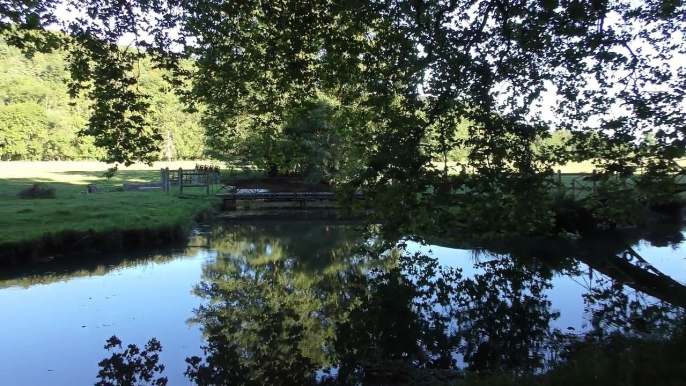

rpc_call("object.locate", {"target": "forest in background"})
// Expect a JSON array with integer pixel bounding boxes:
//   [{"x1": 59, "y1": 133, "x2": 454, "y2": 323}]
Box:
[
  {"x1": 0, "y1": 38, "x2": 206, "y2": 161},
  {"x1": 0, "y1": 36, "x2": 575, "y2": 172}
]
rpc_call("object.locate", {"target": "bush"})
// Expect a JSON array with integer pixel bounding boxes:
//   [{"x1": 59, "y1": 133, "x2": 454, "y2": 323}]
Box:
[{"x1": 18, "y1": 184, "x2": 56, "y2": 199}]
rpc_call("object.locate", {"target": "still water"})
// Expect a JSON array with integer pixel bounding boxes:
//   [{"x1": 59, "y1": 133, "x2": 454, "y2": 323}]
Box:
[{"x1": 1, "y1": 220, "x2": 685, "y2": 385}]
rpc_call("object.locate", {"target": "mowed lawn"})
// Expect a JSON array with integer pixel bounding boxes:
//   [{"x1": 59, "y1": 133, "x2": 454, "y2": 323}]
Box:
[{"x1": 0, "y1": 161, "x2": 218, "y2": 245}]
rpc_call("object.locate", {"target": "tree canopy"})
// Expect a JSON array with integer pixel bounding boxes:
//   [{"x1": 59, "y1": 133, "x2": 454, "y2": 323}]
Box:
[{"x1": 2, "y1": 0, "x2": 685, "y2": 236}]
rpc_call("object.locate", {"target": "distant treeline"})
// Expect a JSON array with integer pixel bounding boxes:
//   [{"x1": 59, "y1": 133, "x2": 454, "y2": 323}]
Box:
[{"x1": 0, "y1": 39, "x2": 206, "y2": 161}]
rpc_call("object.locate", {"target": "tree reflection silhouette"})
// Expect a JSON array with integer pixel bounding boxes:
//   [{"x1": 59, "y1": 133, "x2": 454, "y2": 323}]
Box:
[
  {"x1": 96, "y1": 222, "x2": 686, "y2": 385},
  {"x1": 184, "y1": 223, "x2": 564, "y2": 384}
]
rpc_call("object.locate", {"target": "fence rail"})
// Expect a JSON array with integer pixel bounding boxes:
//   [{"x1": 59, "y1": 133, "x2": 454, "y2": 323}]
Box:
[
  {"x1": 160, "y1": 167, "x2": 220, "y2": 196},
  {"x1": 556, "y1": 160, "x2": 686, "y2": 201}
]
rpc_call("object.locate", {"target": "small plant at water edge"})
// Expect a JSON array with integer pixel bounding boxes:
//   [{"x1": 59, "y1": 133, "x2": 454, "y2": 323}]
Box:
[{"x1": 18, "y1": 184, "x2": 56, "y2": 199}]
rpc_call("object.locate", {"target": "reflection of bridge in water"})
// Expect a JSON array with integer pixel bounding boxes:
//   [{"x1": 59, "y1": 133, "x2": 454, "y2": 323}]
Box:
[
  {"x1": 428, "y1": 236, "x2": 686, "y2": 309},
  {"x1": 576, "y1": 248, "x2": 686, "y2": 309}
]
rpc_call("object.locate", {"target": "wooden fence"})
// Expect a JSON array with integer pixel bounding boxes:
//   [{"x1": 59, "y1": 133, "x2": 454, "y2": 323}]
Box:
[
  {"x1": 159, "y1": 167, "x2": 220, "y2": 196},
  {"x1": 556, "y1": 165, "x2": 686, "y2": 201},
  {"x1": 557, "y1": 170, "x2": 598, "y2": 200}
]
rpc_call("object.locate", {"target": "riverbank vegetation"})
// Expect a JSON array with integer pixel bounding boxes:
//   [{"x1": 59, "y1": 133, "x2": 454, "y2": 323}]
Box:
[{"x1": 0, "y1": 161, "x2": 217, "y2": 264}]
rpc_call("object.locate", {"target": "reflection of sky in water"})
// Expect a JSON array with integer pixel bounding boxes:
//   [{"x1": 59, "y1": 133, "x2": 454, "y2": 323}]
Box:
[
  {"x1": 0, "y1": 228, "x2": 684, "y2": 385},
  {"x1": 634, "y1": 239, "x2": 686, "y2": 283},
  {"x1": 404, "y1": 235, "x2": 686, "y2": 333},
  {"x1": 0, "y1": 251, "x2": 212, "y2": 386}
]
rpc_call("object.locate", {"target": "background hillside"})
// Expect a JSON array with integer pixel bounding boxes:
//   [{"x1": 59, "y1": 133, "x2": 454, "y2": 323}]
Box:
[{"x1": 0, "y1": 39, "x2": 206, "y2": 161}]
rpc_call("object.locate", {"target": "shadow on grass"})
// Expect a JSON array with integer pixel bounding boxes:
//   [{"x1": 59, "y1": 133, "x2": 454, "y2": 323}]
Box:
[
  {"x1": 0, "y1": 169, "x2": 213, "y2": 197},
  {"x1": 0, "y1": 178, "x2": 130, "y2": 200}
]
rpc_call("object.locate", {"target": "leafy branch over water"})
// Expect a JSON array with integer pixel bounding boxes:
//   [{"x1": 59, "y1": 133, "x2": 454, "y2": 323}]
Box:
[{"x1": 3, "y1": 0, "x2": 686, "y2": 236}]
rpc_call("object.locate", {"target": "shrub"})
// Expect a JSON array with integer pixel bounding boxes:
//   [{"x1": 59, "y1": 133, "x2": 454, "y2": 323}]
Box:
[{"x1": 18, "y1": 184, "x2": 56, "y2": 199}]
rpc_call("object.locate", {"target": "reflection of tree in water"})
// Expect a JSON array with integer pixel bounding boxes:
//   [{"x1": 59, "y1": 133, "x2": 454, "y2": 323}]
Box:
[
  {"x1": 187, "y1": 252, "x2": 326, "y2": 385},
  {"x1": 205, "y1": 222, "x2": 366, "y2": 273},
  {"x1": 185, "y1": 222, "x2": 401, "y2": 385},
  {"x1": 568, "y1": 233, "x2": 686, "y2": 340},
  {"x1": 185, "y1": 223, "x2": 569, "y2": 383},
  {"x1": 98, "y1": 222, "x2": 686, "y2": 384},
  {"x1": 429, "y1": 233, "x2": 686, "y2": 370},
  {"x1": 452, "y1": 254, "x2": 559, "y2": 372},
  {"x1": 582, "y1": 276, "x2": 683, "y2": 338}
]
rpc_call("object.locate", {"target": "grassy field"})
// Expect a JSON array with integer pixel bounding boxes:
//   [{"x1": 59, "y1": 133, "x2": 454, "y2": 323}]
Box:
[
  {"x1": 0, "y1": 161, "x2": 218, "y2": 259},
  {"x1": 0, "y1": 159, "x2": 677, "y2": 259}
]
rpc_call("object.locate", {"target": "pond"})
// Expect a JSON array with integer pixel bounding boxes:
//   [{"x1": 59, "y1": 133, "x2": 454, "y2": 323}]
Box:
[{"x1": 0, "y1": 219, "x2": 685, "y2": 385}]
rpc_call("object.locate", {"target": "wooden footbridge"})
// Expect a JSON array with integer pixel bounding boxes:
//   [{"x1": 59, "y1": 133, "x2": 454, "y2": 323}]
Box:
[
  {"x1": 217, "y1": 191, "x2": 364, "y2": 209},
  {"x1": 211, "y1": 176, "x2": 365, "y2": 210},
  {"x1": 151, "y1": 168, "x2": 362, "y2": 206},
  {"x1": 158, "y1": 161, "x2": 686, "y2": 208}
]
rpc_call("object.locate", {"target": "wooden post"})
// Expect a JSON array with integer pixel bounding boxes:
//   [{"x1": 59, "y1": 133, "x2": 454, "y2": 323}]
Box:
[
  {"x1": 592, "y1": 169, "x2": 597, "y2": 195},
  {"x1": 557, "y1": 169, "x2": 562, "y2": 196},
  {"x1": 165, "y1": 167, "x2": 170, "y2": 195},
  {"x1": 178, "y1": 168, "x2": 184, "y2": 196},
  {"x1": 206, "y1": 173, "x2": 210, "y2": 196}
]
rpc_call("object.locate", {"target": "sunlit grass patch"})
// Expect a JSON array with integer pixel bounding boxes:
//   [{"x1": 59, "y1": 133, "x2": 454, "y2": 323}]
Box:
[{"x1": 0, "y1": 161, "x2": 218, "y2": 259}]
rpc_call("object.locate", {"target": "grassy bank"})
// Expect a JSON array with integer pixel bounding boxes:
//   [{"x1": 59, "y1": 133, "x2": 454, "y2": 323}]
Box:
[{"x1": 0, "y1": 161, "x2": 218, "y2": 265}]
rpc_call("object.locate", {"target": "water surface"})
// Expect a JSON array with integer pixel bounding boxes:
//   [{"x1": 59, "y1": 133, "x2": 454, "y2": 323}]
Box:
[{"x1": 1, "y1": 220, "x2": 684, "y2": 385}]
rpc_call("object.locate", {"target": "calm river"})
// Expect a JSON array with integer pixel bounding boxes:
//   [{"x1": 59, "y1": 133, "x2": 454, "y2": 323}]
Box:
[{"x1": 1, "y1": 219, "x2": 685, "y2": 385}]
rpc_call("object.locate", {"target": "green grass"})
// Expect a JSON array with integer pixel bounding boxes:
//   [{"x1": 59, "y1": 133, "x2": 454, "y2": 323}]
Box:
[{"x1": 0, "y1": 161, "x2": 218, "y2": 260}]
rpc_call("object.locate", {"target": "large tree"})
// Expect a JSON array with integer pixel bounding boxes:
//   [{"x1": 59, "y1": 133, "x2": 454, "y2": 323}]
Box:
[{"x1": 3, "y1": 0, "x2": 685, "y2": 235}]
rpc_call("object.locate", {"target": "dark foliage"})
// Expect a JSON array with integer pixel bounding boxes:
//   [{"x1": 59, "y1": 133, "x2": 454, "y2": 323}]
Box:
[
  {"x1": 17, "y1": 183, "x2": 55, "y2": 199},
  {"x1": 95, "y1": 335, "x2": 168, "y2": 386},
  {"x1": 195, "y1": 164, "x2": 220, "y2": 174}
]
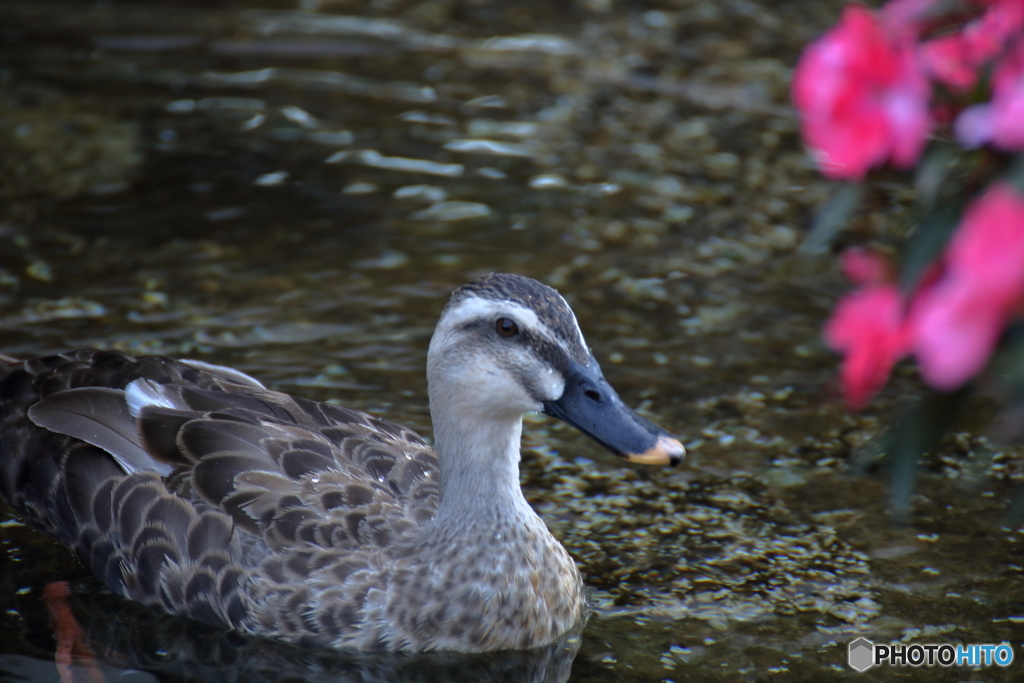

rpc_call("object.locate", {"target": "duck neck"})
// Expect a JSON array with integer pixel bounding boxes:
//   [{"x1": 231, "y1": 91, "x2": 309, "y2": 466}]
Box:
[{"x1": 428, "y1": 401, "x2": 534, "y2": 524}]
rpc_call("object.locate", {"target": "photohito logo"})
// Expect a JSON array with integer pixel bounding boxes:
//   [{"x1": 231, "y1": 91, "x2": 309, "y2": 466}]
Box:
[{"x1": 848, "y1": 638, "x2": 1014, "y2": 671}]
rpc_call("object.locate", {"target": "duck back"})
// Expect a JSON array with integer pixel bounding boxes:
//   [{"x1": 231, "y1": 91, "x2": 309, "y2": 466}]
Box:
[{"x1": 0, "y1": 349, "x2": 441, "y2": 646}]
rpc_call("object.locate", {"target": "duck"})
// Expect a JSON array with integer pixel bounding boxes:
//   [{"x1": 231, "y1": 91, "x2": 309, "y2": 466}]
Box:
[{"x1": 0, "y1": 273, "x2": 684, "y2": 653}]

* Exercise directions: Find the lines above that hold "fence", then copy each of them.

* Solution below:
rpc_call("object.locate", {"target": "fence rail"})
rpc_call("object.locate", {"target": "wooden fence"})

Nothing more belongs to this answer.